What you have to do:
Rewrite only the lines that open with the line containing "black blazer put" and close with the line containing "[(252, 151), (200, 171), (108, 139)]", putting "charcoal blazer" wherever "black blazer" appears and leaving everything else unchanged.

Extracted data:

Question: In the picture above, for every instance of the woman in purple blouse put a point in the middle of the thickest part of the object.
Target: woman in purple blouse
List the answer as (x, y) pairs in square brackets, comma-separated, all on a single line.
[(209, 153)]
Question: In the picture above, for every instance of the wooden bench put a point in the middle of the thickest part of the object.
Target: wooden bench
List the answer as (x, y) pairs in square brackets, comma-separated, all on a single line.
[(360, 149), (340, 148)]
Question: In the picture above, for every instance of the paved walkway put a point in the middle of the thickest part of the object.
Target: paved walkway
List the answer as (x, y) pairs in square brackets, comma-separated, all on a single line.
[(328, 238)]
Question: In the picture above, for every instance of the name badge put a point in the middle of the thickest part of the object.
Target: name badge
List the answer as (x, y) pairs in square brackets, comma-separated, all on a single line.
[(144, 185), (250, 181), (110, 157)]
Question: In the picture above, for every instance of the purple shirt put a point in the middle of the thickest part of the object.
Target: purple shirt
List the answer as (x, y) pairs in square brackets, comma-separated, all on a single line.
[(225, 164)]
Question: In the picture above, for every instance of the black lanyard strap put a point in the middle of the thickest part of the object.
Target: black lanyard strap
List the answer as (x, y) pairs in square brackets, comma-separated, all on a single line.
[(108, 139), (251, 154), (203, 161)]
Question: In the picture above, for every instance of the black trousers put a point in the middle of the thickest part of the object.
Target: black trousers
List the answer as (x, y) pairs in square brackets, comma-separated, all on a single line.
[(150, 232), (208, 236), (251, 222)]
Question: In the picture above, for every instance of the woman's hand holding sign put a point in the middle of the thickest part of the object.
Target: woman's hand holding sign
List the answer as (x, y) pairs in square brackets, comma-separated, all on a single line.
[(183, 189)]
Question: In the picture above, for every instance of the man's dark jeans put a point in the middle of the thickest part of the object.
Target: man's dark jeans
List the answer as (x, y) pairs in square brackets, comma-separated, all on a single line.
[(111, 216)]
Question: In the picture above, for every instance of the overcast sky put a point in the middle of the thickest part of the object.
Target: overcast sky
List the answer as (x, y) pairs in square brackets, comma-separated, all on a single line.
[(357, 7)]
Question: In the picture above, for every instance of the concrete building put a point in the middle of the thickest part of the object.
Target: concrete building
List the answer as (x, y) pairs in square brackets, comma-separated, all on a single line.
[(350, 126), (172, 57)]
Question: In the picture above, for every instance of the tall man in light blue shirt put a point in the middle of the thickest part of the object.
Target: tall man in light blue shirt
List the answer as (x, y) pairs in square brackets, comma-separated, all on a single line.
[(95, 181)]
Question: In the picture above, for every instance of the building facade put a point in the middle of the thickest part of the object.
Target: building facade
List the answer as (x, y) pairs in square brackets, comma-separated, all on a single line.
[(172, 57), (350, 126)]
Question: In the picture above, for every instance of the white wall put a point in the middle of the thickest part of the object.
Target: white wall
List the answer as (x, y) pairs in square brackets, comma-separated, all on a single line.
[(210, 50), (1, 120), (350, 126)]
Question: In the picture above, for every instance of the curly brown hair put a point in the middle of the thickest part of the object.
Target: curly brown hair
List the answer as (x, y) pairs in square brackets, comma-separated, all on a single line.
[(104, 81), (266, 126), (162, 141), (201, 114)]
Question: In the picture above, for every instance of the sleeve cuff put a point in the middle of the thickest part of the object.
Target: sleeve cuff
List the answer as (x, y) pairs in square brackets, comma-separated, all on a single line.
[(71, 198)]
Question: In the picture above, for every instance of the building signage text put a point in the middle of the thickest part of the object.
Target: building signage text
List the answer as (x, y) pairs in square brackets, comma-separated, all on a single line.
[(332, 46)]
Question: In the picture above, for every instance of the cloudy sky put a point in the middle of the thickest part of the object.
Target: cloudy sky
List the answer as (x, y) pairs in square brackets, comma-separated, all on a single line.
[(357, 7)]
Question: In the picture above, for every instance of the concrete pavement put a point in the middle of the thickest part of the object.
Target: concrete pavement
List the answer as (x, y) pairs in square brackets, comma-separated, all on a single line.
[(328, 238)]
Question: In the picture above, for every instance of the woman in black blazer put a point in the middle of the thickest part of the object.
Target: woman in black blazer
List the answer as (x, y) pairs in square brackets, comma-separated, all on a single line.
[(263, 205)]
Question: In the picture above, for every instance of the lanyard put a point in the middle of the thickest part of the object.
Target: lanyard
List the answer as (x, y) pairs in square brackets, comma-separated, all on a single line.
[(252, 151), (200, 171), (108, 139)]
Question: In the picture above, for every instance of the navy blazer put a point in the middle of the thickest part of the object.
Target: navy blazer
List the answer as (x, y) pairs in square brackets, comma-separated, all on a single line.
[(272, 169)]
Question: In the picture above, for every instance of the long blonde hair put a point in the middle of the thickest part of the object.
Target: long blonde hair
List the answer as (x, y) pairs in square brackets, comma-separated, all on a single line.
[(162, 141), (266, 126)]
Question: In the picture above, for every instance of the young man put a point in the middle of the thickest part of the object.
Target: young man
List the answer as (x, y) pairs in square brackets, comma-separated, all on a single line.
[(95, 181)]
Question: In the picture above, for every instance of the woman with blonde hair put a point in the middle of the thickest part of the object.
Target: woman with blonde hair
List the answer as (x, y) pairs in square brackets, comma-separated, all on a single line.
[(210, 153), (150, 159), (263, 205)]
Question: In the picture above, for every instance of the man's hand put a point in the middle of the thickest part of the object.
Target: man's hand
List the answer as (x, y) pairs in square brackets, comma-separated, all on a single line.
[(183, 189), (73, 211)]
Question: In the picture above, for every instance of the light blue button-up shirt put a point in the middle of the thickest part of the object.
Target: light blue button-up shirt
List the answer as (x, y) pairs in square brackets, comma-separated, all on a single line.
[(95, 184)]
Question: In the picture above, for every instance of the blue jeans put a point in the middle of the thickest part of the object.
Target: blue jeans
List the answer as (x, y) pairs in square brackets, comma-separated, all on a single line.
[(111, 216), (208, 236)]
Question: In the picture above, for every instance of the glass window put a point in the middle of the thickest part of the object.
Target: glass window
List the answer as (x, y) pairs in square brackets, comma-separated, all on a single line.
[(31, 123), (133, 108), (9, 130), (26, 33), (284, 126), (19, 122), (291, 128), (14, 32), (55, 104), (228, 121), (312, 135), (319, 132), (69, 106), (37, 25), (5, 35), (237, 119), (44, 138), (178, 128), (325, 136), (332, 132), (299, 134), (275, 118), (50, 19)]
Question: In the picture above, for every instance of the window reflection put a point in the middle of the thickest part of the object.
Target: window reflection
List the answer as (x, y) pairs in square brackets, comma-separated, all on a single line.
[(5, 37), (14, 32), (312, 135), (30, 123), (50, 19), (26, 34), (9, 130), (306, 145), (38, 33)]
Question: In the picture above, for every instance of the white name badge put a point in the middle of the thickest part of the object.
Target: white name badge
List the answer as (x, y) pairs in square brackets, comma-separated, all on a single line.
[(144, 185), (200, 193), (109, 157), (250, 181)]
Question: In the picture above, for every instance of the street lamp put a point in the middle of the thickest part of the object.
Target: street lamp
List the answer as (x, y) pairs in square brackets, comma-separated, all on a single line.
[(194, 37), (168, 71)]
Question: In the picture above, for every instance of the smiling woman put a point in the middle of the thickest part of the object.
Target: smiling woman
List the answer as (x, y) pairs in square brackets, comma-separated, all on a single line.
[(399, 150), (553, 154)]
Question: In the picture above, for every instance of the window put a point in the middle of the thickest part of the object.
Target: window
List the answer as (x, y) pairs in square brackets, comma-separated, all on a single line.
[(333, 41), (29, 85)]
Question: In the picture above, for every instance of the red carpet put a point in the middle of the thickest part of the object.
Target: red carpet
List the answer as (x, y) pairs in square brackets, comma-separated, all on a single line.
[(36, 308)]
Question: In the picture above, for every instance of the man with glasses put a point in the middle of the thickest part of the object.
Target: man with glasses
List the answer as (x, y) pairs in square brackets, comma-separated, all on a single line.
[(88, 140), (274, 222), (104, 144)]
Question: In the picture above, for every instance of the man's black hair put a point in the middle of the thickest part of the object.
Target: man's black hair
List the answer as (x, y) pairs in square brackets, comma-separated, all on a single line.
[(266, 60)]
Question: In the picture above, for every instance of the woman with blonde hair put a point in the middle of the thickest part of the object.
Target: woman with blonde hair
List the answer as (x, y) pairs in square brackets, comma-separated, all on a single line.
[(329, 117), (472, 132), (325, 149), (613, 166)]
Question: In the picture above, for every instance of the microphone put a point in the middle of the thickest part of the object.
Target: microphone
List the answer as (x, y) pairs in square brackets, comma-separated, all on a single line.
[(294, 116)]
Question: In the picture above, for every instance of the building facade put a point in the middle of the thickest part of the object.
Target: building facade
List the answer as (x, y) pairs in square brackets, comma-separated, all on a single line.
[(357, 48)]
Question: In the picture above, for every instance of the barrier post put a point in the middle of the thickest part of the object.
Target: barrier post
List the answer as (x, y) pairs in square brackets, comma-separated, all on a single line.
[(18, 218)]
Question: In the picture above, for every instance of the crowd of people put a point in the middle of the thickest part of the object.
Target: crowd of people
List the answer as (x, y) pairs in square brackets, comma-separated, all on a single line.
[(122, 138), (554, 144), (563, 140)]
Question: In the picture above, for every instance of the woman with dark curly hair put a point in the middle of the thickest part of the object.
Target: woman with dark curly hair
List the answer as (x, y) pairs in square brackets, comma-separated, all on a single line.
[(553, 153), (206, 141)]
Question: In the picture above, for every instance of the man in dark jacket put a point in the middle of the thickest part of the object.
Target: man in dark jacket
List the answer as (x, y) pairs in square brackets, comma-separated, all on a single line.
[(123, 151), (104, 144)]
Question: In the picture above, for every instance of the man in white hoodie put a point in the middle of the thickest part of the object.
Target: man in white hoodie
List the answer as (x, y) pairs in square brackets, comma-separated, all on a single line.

Output for this exercise:
Question: In the picture above, for every instance of the woman in charcoal blazer put a point in the middle of the thickest part of the object.
Target: woman in charcoal blazer
List the answer as (x, y) pairs in square brackets, comma-separated, all on a single line.
[(263, 205)]
Question: In the picture above, for every instance of the lanyard put a point in the middle of the thickest part of the object.
Target: lanyard
List the answer as (x, y) pairs in square brackets, comma-separated, all on a single line.
[(252, 151), (200, 171), (108, 139)]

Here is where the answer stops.